Required task:
Could you turn the lines below into a numbered list, dropping any blank ones?

-- Begin --

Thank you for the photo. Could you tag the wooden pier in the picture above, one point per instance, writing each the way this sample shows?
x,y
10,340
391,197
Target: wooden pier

-- End --

Solution to this task:
1. Thank you for the photo. Could you tag the wooden pier in the picture above, one point per instance, writing each the way this sample shows?
2. x,y
3. 10,340
4. 391,197
5. Target: wooden pier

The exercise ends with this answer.